● TEXT FOR ANALYSIS
*-*-*

Fields of Gold: For the love of goldenrod.

Herbalism, Pollinators

Before I begin waxing rhapsodic on goldenrod (Solidago spp.), let’s get one myth buried: goldenrod is not the culprit behind the agony of late-season allergies. Though goldenrod takes the brunt of the blame, it’s an insect-pollinated plant rather than a wind-pollinated one, meaning the pollen is heavy, sticky and stays put until a pollinator goes foraging for nectar. It’s the wind-pollinated, simultaneously-blooming ragweed responsible for the miseries of hay fever.

Now that we’ve cleared goldenrod’s good name, we can turn our attention to the support of pollinator habitats, or the real gold to be found in cultivating this vibrant perennial. As we’re no doubt well aware, enough cannot be said for the importance of planting for pollinators. Goldenrod is an excellent contributor to wildlife-pollinator corridors, or pockets of native plantings stretching from one property to another, connecting cultivated land to nearby meadows, forests and wetlands.

*-*-*

● Data collected from a collection
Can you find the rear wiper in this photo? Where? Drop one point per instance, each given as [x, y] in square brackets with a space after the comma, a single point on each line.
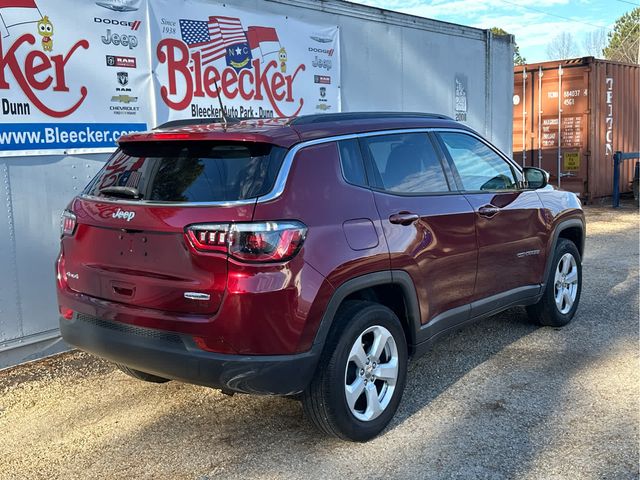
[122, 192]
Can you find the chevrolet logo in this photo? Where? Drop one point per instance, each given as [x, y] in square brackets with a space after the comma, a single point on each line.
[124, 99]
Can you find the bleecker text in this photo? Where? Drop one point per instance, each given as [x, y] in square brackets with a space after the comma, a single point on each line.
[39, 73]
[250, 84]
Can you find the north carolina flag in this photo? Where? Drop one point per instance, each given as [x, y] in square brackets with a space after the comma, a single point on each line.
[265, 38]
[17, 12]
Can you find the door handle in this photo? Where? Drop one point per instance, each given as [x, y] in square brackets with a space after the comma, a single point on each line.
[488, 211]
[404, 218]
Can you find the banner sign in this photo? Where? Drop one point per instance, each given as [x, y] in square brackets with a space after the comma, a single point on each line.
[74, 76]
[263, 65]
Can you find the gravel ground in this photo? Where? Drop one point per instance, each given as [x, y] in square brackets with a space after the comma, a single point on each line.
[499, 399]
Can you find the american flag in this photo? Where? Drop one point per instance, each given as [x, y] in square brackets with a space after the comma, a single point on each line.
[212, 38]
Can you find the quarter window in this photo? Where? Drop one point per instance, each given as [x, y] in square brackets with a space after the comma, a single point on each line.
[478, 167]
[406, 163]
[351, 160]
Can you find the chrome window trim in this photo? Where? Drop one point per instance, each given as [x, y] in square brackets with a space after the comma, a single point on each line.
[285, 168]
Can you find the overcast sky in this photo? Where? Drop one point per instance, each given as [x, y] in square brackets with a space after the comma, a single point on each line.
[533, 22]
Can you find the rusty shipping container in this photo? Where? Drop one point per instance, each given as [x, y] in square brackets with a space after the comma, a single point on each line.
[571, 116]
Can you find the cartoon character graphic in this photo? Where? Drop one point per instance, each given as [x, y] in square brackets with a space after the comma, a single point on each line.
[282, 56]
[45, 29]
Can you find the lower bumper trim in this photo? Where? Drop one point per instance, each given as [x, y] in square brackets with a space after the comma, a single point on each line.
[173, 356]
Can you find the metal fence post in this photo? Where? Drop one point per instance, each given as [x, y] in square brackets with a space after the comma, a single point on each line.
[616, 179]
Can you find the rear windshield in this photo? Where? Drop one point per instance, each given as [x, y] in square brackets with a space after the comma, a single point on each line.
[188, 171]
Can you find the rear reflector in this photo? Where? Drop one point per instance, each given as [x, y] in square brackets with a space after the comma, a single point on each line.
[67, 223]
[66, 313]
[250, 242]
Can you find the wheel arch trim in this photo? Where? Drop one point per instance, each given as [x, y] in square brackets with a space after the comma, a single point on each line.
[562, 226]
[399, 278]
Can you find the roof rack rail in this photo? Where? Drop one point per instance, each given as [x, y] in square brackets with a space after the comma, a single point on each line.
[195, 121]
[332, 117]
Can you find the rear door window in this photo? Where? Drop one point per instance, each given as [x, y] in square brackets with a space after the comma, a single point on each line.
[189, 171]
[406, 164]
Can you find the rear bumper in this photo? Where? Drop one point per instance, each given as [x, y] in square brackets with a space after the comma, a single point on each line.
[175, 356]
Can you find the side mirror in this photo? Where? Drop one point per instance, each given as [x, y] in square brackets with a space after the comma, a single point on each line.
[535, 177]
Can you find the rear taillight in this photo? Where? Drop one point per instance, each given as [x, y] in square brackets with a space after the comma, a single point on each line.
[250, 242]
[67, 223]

*-*-*

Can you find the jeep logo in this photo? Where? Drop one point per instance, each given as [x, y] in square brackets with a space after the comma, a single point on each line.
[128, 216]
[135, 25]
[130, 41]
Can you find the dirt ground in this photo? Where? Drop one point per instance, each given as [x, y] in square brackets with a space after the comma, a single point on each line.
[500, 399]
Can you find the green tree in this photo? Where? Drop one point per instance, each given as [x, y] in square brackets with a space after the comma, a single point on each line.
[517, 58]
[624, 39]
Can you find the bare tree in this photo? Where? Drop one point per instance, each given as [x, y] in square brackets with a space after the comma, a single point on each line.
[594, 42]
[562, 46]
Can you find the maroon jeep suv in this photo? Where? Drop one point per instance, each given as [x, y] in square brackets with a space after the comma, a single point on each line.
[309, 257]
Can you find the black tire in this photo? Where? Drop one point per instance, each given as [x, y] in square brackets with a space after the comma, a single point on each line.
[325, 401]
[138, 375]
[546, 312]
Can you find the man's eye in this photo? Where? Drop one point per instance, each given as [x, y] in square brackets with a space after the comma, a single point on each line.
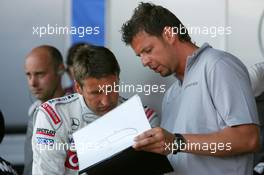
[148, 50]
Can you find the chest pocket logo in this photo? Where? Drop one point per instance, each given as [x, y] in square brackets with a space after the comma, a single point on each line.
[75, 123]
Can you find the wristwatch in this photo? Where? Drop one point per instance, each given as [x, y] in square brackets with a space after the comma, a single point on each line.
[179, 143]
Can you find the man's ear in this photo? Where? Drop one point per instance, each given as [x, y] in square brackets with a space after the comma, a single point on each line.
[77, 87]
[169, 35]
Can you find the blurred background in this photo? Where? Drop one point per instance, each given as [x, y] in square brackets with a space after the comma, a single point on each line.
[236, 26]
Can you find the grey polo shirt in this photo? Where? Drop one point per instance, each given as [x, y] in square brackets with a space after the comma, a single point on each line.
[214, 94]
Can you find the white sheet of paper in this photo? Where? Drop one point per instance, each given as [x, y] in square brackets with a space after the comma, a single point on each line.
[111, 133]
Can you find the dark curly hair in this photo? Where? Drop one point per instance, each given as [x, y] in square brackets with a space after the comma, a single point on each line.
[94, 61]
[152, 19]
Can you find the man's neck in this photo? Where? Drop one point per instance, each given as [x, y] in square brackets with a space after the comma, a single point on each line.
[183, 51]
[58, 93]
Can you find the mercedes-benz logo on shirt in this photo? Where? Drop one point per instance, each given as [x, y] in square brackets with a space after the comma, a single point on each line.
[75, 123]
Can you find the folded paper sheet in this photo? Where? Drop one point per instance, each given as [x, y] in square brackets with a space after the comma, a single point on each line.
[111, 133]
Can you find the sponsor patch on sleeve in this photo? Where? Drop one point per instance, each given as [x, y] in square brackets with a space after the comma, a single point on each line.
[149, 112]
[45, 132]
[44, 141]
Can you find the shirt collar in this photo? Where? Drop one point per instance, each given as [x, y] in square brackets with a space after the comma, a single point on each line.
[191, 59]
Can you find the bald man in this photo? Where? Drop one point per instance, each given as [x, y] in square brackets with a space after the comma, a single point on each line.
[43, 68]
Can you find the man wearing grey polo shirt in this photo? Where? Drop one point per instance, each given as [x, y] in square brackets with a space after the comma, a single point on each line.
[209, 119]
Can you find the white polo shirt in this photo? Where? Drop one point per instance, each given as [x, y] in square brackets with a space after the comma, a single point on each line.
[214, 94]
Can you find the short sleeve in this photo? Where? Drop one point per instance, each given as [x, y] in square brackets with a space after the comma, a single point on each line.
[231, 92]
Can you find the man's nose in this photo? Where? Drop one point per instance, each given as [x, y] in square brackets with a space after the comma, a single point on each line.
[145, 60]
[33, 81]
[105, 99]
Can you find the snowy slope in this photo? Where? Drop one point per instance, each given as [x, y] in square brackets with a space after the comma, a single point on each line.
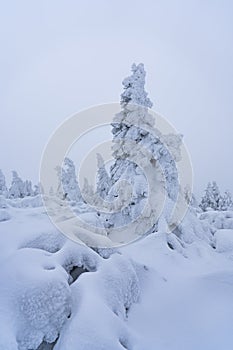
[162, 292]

*-*-*

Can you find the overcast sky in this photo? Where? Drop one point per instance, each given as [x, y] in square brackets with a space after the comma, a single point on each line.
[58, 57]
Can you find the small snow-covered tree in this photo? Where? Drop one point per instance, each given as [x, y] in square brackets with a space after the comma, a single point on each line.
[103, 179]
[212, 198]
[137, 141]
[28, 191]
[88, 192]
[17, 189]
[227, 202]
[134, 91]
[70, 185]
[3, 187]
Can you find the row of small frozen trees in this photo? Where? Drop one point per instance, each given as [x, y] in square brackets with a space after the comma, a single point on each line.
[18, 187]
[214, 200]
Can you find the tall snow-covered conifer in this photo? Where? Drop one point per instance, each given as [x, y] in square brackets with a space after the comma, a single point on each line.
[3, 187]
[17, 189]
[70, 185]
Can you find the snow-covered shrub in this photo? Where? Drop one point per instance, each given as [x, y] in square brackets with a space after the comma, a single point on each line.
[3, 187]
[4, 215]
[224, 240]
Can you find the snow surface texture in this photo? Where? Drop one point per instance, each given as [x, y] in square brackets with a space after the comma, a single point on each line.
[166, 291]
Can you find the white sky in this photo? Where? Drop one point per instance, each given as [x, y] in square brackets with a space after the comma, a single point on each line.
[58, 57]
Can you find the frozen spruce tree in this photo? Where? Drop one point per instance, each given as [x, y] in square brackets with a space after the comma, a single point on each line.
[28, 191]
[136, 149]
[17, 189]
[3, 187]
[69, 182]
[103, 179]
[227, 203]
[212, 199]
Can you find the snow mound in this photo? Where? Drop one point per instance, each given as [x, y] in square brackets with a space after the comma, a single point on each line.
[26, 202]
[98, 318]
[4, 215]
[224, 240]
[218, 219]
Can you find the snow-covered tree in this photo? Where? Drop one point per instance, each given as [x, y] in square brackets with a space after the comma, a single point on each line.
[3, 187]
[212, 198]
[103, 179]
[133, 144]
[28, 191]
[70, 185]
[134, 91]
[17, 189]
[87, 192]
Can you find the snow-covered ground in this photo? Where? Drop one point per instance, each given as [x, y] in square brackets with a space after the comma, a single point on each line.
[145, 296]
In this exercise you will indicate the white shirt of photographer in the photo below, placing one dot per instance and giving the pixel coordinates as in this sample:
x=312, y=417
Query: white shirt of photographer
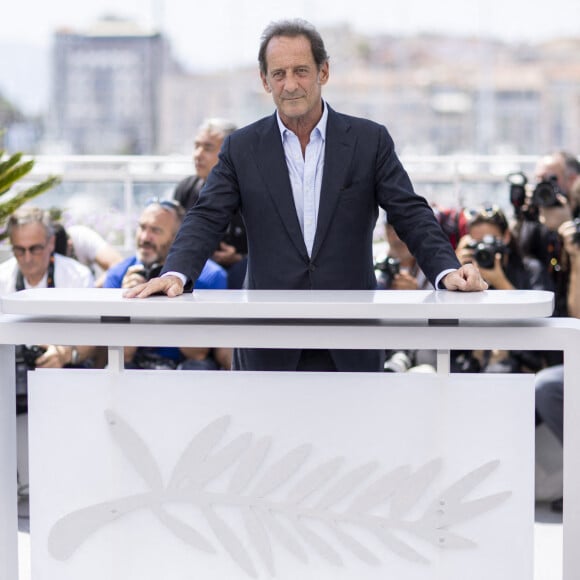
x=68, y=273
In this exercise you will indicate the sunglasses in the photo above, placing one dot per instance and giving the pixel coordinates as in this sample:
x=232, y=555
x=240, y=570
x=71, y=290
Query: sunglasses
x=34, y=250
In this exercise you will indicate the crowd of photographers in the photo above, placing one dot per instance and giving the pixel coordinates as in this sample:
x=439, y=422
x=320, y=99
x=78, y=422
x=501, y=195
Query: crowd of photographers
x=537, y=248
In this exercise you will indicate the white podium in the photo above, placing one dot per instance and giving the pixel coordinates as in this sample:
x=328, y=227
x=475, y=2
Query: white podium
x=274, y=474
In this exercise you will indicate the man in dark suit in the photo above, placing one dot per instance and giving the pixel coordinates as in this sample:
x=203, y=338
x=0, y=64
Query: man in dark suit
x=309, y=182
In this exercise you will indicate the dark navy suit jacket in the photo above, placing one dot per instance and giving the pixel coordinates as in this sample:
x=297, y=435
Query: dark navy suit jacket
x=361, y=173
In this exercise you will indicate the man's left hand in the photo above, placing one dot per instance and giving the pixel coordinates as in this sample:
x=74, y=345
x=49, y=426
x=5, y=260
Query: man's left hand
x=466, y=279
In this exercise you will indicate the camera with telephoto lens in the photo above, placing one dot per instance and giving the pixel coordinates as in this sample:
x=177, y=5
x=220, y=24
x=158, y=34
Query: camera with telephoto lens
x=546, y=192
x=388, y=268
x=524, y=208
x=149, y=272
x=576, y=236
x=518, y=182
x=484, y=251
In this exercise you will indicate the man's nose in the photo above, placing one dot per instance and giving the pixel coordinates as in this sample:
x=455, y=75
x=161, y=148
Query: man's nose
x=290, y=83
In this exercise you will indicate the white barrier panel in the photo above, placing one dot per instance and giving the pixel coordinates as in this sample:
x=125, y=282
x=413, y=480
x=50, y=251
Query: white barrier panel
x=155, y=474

*-*-*

● YOUR TASK
Write the next part of the goldenrod article, starting right after its last sentence.

● WRITTEN RESPONSE
Of course, it’s entirely possible that this late-blooming perennial has already taken up residence in your garden—whether you intentionally put it there or not. One of the most important late-season pollinator plants you can cultivate, goldenrod’s nectar draws beneficial insects, bees and butterflies to your garden, while its seed heads provide fall and winter food for birds.
Nonetheless, despite all the evidence, many of us will continue to think of goldenrod as a weed. Perhaps then, it may surprise you that in Europe—and here at CMBG—gardeners have long cultivated it as a highly-valued ornamental. That it’s wildly adaptable and opportunistic, thriving despite erratic changes in climate, may lend weight to its reputation as a weed—but, truly, aren’t these qualities any gardener would readily prize? Simply the fact that a plant is commonplace, volunteering in meadows, ditches, roadsides and vacant lots, shouldn’t exclude it from the ornamental garden.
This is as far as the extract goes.